■ DATA SUPPLIED ■
— Begin —

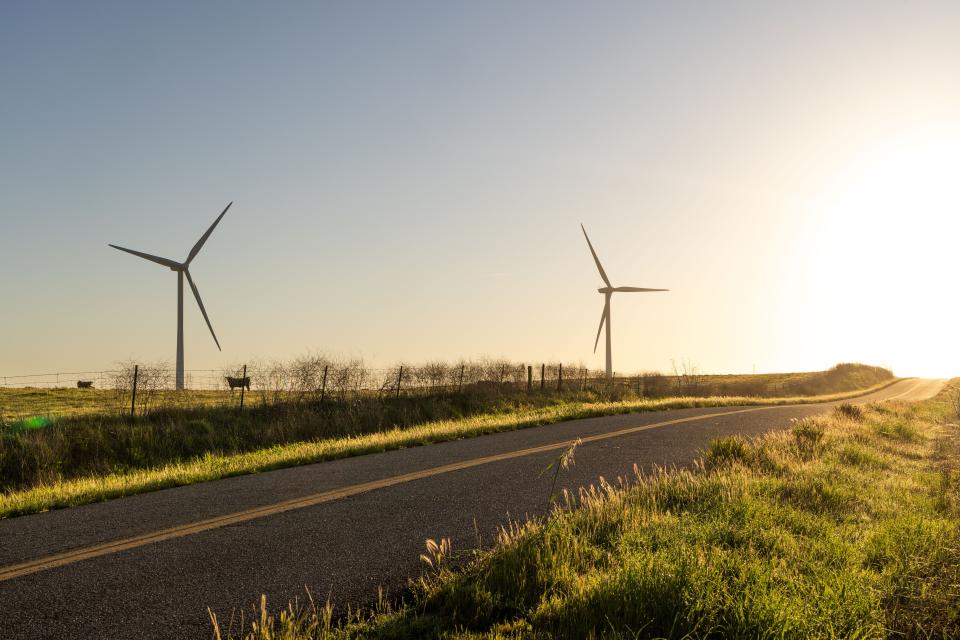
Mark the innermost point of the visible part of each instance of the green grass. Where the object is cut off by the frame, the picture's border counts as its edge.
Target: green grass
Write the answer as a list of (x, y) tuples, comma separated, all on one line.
[(846, 526), (52, 451), (20, 406)]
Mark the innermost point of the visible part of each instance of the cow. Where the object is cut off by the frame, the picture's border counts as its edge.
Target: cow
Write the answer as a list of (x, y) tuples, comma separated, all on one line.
[(238, 382)]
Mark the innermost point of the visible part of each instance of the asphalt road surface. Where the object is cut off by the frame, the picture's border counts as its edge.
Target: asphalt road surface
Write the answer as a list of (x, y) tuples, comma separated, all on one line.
[(148, 566)]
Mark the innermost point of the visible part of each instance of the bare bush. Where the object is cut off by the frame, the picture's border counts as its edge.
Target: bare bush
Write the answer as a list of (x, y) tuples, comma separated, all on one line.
[(153, 379)]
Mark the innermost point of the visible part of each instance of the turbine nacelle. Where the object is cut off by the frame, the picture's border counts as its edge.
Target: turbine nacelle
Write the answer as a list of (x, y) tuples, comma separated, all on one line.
[(608, 292), (182, 269)]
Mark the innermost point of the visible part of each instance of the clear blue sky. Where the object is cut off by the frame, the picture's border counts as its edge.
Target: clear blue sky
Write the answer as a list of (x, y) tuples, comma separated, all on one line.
[(409, 180)]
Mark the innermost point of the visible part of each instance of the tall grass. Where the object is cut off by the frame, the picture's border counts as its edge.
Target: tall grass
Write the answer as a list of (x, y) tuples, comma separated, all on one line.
[(516, 412), (847, 526)]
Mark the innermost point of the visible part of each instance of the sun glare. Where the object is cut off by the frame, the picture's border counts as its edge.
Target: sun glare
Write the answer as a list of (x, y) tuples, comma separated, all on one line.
[(883, 254)]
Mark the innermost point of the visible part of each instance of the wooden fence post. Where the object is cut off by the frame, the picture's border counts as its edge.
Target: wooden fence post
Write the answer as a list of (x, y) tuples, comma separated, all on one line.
[(133, 396), (243, 386)]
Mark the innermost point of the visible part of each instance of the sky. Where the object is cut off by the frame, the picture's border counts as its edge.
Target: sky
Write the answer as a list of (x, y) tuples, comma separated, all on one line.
[(409, 181)]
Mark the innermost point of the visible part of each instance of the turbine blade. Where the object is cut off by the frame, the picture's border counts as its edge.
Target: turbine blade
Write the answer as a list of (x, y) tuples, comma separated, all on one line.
[(146, 256), (196, 294), (603, 318), (203, 238), (603, 274)]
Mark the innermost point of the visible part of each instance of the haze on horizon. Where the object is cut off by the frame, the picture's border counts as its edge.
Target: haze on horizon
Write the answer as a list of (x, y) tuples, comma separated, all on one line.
[(409, 181)]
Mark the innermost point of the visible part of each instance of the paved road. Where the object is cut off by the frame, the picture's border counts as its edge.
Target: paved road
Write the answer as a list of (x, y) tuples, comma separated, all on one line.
[(148, 566)]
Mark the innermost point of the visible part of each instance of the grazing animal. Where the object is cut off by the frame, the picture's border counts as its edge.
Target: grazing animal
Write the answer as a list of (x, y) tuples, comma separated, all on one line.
[(238, 382)]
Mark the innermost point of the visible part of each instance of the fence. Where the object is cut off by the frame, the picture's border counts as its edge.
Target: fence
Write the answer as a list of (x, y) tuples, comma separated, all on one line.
[(139, 388)]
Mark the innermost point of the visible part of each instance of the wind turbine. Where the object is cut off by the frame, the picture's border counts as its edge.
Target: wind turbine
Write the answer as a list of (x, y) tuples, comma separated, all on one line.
[(608, 291), (182, 269)]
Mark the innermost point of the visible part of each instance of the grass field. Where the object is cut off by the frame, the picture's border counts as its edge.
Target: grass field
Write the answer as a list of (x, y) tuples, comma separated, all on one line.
[(846, 526), (88, 458), (294, 382)]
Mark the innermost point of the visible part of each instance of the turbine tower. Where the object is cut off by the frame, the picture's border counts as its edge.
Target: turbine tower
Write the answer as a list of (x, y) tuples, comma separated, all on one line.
[(182, 269), (608, 291)]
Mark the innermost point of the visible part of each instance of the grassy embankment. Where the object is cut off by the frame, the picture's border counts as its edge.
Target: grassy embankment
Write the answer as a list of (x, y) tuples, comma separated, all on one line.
[(847, 526), (91, 458)]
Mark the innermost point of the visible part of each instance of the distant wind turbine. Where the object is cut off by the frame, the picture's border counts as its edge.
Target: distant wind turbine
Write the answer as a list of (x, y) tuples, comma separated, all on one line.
[(608, 291), (182, 269)]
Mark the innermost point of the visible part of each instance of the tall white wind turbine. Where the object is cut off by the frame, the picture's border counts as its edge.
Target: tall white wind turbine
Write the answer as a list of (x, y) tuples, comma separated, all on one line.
[(182, 269), (608, 291)]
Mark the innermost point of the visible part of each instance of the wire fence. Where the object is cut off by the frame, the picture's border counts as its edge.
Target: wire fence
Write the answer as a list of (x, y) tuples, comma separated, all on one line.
[(138, 388)]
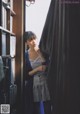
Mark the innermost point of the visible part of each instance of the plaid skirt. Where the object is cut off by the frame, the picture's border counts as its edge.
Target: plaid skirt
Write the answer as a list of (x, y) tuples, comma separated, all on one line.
[(40, 88)]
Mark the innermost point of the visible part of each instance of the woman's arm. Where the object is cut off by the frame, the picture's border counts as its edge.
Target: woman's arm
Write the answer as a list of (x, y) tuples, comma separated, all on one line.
[(38, 69)]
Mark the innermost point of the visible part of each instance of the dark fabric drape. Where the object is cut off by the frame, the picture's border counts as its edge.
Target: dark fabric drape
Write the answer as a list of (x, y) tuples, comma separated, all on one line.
[(60, 41)]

— End —

Render every line of the items above as a JSON list of strings, with one string per line and blank lines omitted. Leave the pictures out of the answer.

■ ANSWER TO THE EXERCISE ■
[
  "Mark the innermost point of the visible part of each instance of the green grass. Where the object is cut off by the frame, the picture's border counts as its edge.",
  "Target: green grass",
  "Write the answer as a list of (x, y) tuples, comma separated, all on one line.",
  "[(846, 526), (52, 451), (20, 406)]",
  "Mark the innermost point of the visible part of each instance of the cow. Where the object is cut off by the frame, the picture's border counts as its edge.",
  "Target: cow",
  "Write the answer as a list of (x, y) tuples, comma separated, all on one line.",
  "[(238, 382)]",
  "Mark the innermost point of the visible part of each instance of the asphalt road surface. Where the object is cut off by the frame, the picture's border counts as its edge.",
  "Target: asphalt road surface",
  "Write the answer as a list of (x, y) tuples, comma separated, all on one line.",
  "[(148, 566)]",
  "Mark the innermost point of the visible part of each instance of the bare bush. Where the object is cut off by the frame, the picture's border counts as its edge.",
  "Target: bare bush",
  "Write the answer as a list of (x, y) tuples, comma separated, all on one line.",
  "[(153, 379)]",
  "Mark the innermost point of the visible part of each instance of the turbine nacelle. Where the object is cut off by the frame, the picture's border counts as its edge.",
  "Target: turbine nacelle",
  "Write the answer as a list of (x, y) tuples, comma separated, all on one line.",
  "[(608, 292), (182, 269)]",
  "Mark the innermost point of the visible part of each instance of the clear blue sky. Where the object is cut off by the frame, the picture's border counts as its edge.",
  "Target: clear blue sky",
  "Write the answer as a list of (x, y) tuples, comma separated, all on one line.",
  "[(409, 180)]",
  "Mark the innermost point of the visible part of each instance of the tall grass. Where the object is cut off by the frame, the picture's border counts as its edge.",
  "Target: tall grass",
  "Write the answer as a list of (x, y) tuples, comma separated, all on one line.",
  "[(516, 412), (847, 526)]",
  "Mark the innermost point of the visible part of each instance of the sun glare. Where the object is cut off by the frame, the picture's border counts as its edge.",
  "Target: sun glare",
  "Write the answer as a list of (x, y) tuples, comma separated, all on one line.",
  "[(883, 254)]",
  "Mark the innermost point of the visible part of each instance of the wooden fence post. Where the object is cut off by the frame, the picture's border counts as its edge.",
  "Target: wooden fence post",
  "Write the answer as a list of (x, y) tuples, comma separated, all on one line.",
  "[(133, 396), (243, 386)]",
  "Mark the innermost point of the visible part of each instance of the sky. Where the object is cut off by the frame, the picture's border counts as its edge.",
  "Target: sky",
  "Write the answer as a list of (x, y) tuples, comma separated, all on one line.",
  "[(409, 181)]",
  "Mark the innermost point of the visible part of each instance of the turbine blade. Where the object is cut off by the frame, the picture's border counts as its edge.",
  "Target: turbine blade",
  "Write the answer as a list of (x, y) tuples, comma separated, all on one line.",
  "[(146, 256), (196, 294), (603, 318), (203, 238), (603, 274)]",
  "Mark the innermost point of the visible part of each instance of the haze on horizon. Where the object is cut off by the frame, the picture's border counts as its edge.",
  "Target: haze on horizon",
  "Write the answer as a list of (x, y) tuples, comma separated, all on one line.",
  "[(409, 181)]",
  "Mark the innermost point of the visible part of each instance of the paved road. Where the object is cut off by the frame, the picture's border counts as its edge.",
  "Target: paved road",
  "Write the answer as a list of (x, y) tuples, comma separated, all on one line.",
  "[(148, 566)]",
  "Mark the innermost point of the visible part of each instance of the grazing animal. Where the object is cut off by the frame, the picture's border counts as its edge.",
  "Target: grazing animal",
  "Write the answer as a list of (x, y) tuples, comma separated, all on one line.",
  "[(238, 382)]",
  "Mark the innermost point of the visible part of each instance of the fence. Where the object is cut off by the frame, the picture's border counts as its edge.",
  "Target: fence",
  "Write the answer as a list of (x, y) tuples, comma separated, all on one line.",
  "[(139, 388)]",
  "Mark the innermost point of the visible part of each instance of the wind turbine. Where the object is cut off by the frame, the picture's border counts as its edge.",
  "Target: wind turbine",
  "Write the answer as a list of (x, y) tuples, comma separated, all on one line.",
  "[(608, 291), (182, 269)]",
  "Mark the innermost point of the visible part of each instance of the grass field. Where the object is cut off by the frame, the picture's border counts as its edge.",
  "Target: grass field",
  "Write the answer as a list of (x, y) tuples, comma separated, all on one line.",
  "[(846, 526), (88, 458), (294, 382)]",
  "Mark the innermost point of the visible part of each instance of the turbine tower. Where the object is cut off by the frame, the picture's border counts as its edge.",
  "Target: turbine tower",
  "Write the answer as a list of (x, y) tuples, comma separated, all on one line.",
  "[(182, 269), (608, 291)]",
  "Mark the innermost point of the visible part of each instance of the grassy embankment. Where the object is cut off by the frame, the picture's border counts as its edge.",
  "Target: grassy embankment",
  "Write the answer as a list of (x, y) tuples, comma separated, all on one line.",
  "[(847, 526), (91, 458)]",
  "Mark the innermost point of the visible part of each instance of the distant wind turbine. Where the object is cut off by the frame, the picture's border counts as its edge.",
  "Target: distant wind turbine",
  "Write the answer as a list of (x, y) tuples, comma separated, all on one line.",
  "[(608, 291), (182, 269)]",
  "Mark the innermost point of the visible part of each instance of the tall white wind turbine. Where the object is cut off by the frame, the picture's border counts as its edge.",
  "Target: tall white wind turbine",
  "Write the answer as a list of (x, y) tuples, comma separated, all on one line.",
  "[(182, 269), (608, 291)]",
  "Mark the innermost point of the visible part of each instance of the wire fence. Where the object is cut off by the frame, the picture's border counts as its edge.",
  "Target: wire fence",
  "Write the answer as a list of (x, y) tuples, comma separated, all on one line.",
  "[(138, 388)]",
  "Mark the innermost point of the visible part of each instance of the plaid skirt. Where the object is cut off by the frame, the picture's border counts as its edge.",
  "Target: plaid skirt",
  "Write the answer as a list of (x, y) tuples, comma separated, all on one line.",
  "[(40, 88)]",
  "Mark the innermost point of the visible part of each instance of the woman's arm. Where the object is cut off by the frame, the picture's border counts as its edge.",
  "Target: woman's arm",
  "Write the answer as a list of (x, y) tuples, comma separated, all on one line.",
  "[(38, 69)]",
  "Mark the innermost point of the visible part of each instance of the dark fabric drape. Where the object is cut off by the frame, the picture's border counts as its edge.",
  "Target: dark fabric drape",
  "Write the answer as a list of (x, y) tuples, comma separated, all on one line.",
  "[(60, 41)]"
]